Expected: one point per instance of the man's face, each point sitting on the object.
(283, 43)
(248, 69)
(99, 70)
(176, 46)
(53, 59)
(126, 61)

*****

Exercise details: Rewrite the records above with "man's face" changed to "person's face" and nothing else altered.

Answer to the task:
Expected: one point per instance of the person's face, each point sitting on the object.
(283, 43)
(248, 69)
(99, 70)
(176, 46)
(53, 59)
(126, 61)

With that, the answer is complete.